Leaving out pictures, output exactly the lines below from the one that has "Query: tie knot" through the one that has "of the farm", and nothing else.

- _RECORD SET_:
··········

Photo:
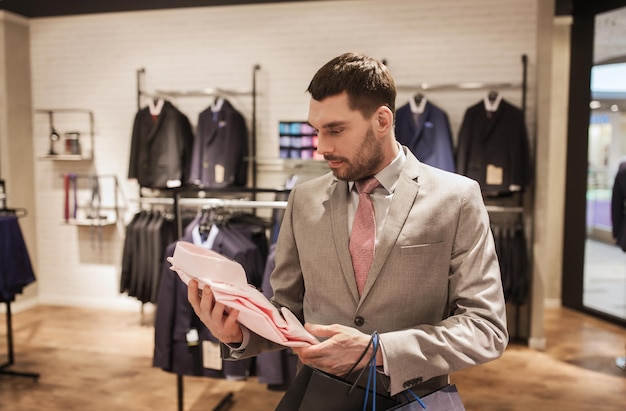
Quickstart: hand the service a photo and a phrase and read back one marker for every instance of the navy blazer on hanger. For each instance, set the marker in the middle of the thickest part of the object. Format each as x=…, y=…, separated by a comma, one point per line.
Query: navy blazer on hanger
x=427, y=135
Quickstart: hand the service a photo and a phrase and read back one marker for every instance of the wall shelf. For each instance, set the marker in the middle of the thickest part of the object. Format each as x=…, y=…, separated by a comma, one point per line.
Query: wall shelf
x=71, y=145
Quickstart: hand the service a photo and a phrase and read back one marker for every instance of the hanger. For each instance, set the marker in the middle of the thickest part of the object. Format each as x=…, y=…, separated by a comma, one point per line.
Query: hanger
x=418, y=103
x=155, y=106
x=492, y=100
x=217, y=104
x=13, y=212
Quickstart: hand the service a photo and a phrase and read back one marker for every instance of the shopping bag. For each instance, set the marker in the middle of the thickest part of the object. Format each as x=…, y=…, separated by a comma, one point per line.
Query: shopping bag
x=444, y=399
x=315, y=390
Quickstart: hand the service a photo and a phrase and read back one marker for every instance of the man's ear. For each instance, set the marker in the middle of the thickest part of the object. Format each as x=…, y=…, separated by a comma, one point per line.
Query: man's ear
x=383, y=119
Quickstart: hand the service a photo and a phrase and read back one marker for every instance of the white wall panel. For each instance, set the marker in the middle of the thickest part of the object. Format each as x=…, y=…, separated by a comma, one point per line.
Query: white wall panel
x=90, y=62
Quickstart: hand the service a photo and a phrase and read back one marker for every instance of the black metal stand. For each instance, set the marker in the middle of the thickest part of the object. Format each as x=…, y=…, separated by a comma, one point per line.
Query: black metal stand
x=11, y=360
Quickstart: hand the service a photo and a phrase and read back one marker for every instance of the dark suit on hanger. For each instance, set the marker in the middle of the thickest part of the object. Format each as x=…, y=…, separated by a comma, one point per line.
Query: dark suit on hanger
x=161, y=148
x=427, y=135
x=618, y=199
x=220, y=148
x=493, y=148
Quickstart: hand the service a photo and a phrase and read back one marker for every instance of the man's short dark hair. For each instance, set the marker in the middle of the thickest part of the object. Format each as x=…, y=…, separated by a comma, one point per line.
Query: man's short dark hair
x=367, y=82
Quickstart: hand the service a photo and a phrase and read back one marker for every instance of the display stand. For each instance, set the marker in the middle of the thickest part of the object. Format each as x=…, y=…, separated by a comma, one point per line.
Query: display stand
x=11, y=356
x=225, y=198
x=212, y=92
x=4, y=368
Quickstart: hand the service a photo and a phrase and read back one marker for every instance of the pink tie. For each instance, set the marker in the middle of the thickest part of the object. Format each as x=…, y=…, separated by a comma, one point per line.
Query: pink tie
x=363, y=232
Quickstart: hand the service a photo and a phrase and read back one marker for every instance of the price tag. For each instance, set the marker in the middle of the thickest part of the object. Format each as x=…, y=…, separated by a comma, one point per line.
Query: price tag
x=211, y=355
x=494, y=175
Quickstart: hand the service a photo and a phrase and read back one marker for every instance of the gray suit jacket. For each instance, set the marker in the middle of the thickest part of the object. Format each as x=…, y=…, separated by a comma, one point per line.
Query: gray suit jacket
x=434, y=291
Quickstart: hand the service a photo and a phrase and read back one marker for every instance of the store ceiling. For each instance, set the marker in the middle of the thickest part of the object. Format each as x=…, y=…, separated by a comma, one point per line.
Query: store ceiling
x=49, y=8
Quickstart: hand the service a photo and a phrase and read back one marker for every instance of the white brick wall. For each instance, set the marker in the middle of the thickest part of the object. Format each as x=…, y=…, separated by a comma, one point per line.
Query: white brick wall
x=91, y=61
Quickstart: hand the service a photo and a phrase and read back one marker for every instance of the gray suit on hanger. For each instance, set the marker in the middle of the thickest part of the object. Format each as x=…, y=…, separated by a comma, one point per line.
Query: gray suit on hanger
x=434, y=291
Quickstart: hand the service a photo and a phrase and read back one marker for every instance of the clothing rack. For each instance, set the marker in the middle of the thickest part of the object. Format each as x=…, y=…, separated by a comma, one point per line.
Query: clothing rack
x=208, y=199
x=18, y=212
x=211, y=92
x=507, y=207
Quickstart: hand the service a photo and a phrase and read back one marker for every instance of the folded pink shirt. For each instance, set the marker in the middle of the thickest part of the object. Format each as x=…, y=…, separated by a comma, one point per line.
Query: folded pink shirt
x=230, y=287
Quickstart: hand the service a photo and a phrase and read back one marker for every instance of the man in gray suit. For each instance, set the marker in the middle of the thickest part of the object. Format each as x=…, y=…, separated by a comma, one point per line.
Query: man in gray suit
x=433, y=291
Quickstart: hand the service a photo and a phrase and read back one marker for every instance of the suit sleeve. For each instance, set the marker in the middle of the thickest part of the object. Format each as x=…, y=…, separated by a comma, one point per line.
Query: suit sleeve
x=475, y=329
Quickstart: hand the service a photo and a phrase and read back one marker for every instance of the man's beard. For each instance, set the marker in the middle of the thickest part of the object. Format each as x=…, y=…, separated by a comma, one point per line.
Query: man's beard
x=366, y=162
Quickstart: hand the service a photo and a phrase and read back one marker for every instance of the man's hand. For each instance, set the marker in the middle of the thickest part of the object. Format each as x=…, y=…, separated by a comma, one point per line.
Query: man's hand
x=340, y=349
x=222, y=322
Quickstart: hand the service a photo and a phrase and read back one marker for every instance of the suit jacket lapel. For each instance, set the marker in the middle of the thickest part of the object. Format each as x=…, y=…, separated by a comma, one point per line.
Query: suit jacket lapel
x=338, y=198
x=401, y=204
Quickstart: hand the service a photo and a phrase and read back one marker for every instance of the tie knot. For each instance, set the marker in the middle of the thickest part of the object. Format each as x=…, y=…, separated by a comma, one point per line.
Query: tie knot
x=366, y=185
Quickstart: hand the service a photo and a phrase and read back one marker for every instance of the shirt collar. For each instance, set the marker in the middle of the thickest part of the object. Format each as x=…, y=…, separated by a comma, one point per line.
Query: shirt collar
x=388, y=176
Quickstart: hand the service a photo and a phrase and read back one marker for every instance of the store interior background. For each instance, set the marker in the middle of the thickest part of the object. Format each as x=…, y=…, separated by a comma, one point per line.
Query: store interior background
x=91, y=62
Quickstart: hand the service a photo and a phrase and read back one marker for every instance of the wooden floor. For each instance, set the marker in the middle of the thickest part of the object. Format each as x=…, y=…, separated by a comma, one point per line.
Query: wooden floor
x=101, y=360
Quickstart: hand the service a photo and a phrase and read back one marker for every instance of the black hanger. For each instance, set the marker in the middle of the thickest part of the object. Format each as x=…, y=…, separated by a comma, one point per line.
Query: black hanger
x=13, y=212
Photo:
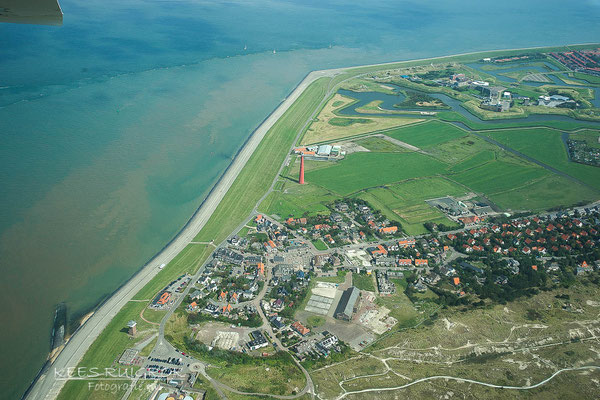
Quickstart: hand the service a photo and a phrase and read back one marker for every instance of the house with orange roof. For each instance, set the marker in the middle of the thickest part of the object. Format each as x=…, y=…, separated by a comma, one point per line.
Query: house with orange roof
x=406, y=243
x=164, y=298
x=377, y=251
x=301, y=329
x=388, y=230
x=223, y=296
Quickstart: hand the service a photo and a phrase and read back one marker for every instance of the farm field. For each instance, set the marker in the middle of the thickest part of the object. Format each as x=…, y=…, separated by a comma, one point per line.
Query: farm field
x=328, y=126
x=591, y=137
x=497, y=176
x=548, y=192
x=364, y=282
x=546, y=146
x=296, y=200
x=379, y=145
x=427, y=134
x=365, y=170
x=405, y=202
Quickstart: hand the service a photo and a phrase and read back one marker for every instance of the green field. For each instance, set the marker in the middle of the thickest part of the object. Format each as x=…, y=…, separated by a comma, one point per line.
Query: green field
x=546, y=146
x=461, y=149
x=364, y=282
x=497, y=176
x=319, y=245
x=297, y=200
x=405, y=202
x=427, y=134
x=591, y=137
x=480, y=158
x=365, y=170
x=379, y=145
x=549, y=192
x=387, y=181
x=338, y=121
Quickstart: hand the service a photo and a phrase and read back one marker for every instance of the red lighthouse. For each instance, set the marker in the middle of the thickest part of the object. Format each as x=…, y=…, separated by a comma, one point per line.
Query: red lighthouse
x=301, y=180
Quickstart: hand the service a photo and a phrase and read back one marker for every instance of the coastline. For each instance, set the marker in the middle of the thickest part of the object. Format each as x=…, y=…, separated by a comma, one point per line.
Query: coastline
x=46, y=385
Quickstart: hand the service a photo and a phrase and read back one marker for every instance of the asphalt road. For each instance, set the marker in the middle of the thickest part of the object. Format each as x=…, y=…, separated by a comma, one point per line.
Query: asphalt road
x=48, y=386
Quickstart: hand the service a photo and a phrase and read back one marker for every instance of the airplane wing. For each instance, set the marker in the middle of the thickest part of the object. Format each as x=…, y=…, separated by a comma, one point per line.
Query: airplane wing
x=40, y=12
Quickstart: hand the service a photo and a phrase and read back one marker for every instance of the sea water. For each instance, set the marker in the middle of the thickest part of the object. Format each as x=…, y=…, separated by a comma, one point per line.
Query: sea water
x=114, y=126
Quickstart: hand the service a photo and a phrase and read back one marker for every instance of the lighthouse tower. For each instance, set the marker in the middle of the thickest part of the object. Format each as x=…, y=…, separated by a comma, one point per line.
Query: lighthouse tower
x=301, y=180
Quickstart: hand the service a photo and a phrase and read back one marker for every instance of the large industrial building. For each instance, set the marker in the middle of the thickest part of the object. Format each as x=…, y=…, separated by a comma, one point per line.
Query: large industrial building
x=347, y=304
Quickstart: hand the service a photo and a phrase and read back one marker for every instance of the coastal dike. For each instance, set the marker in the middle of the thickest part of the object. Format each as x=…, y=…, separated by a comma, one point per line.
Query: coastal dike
x=47, y=386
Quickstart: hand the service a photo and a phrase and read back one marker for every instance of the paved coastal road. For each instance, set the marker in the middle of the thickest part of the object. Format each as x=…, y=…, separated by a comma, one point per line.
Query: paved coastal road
x=48, y=386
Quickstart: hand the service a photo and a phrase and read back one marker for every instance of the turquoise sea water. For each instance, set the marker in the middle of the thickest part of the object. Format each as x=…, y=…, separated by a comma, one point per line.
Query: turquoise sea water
x=114, y=126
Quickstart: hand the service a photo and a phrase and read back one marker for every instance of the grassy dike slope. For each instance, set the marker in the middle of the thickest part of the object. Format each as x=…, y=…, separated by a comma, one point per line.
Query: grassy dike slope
x=252, y=182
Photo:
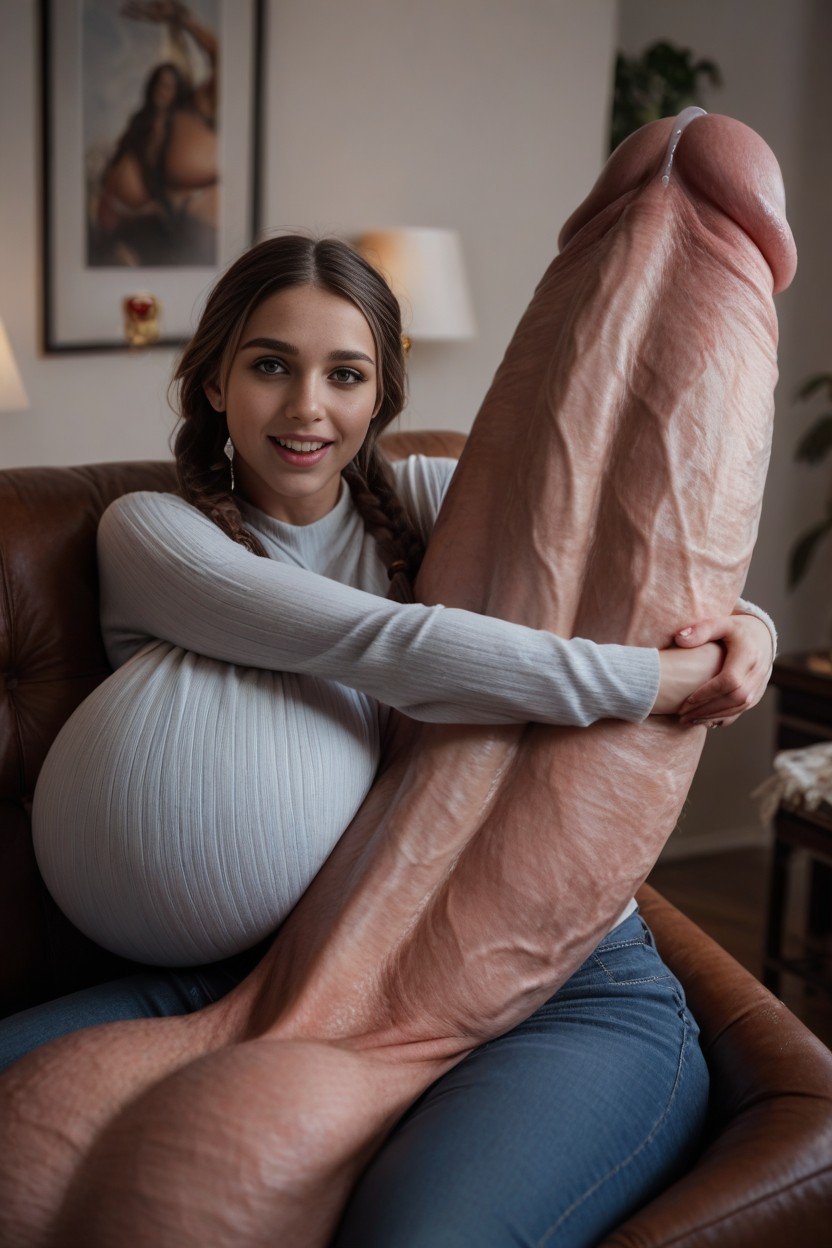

··········

- _ANSWER BELOW_:
Query: tie knot
x=366, y=185
Quickstart: hand the service a photo and a phrase and read back one marker for every instance of the shirt collar. For each instance, set the marker in the middle of the thickest part of the object. Format each as x=…, y=…, separated by a comma, one point per line.
Query: shirt collar
x=388, y=176
Quickstart: hand the service a photo and a phrase and read back one marker for every instance of the store interior background. For each instance, set the marker in the middle of the thickest part of the object. Format each as x=…, y=…, separated by a comma, one point per line.
Query: store interior background
x=91, y=62
Quickstart: hand the service a photo and a phrase and read back one marker for every instance of the wooden floor. For each instance, set the marker in the middle of the thickest part of the object. Format each as x=…, y=…, separated by a comma, one point per line.
Query: wooden floor
x=101, y=360
Quickstart: hand the service a photo and a phrase and read back one marker for every instance of the black hanger. For each instance, set the marker in the middle of the thickest part of the object. Format each as x=…, y=…, separated by a comma, one point per line.
Query: black hanger
x=13, y=212
Photo:
Quickstart: hand the service a photo and a phrase and read back one marker for every instance of the house with orange roof. For each instance, set the marker in the middle of the thickest part of the object. Format each as x=…, y=…, separated by a comma, one point per line.
Query: house with orange roof
x=406, y=243
x=164, y=298
x=377, y=251
x=301, y=329
x=388, y=230
x=223, y=296
Quickstart: hand the service a photo and a phrase and read back one marker for every instance of the farm field. For each instance, set the marker in the middle of the thickest part of the object. Format each as x=…, y=…, separated by a comma, one point per line.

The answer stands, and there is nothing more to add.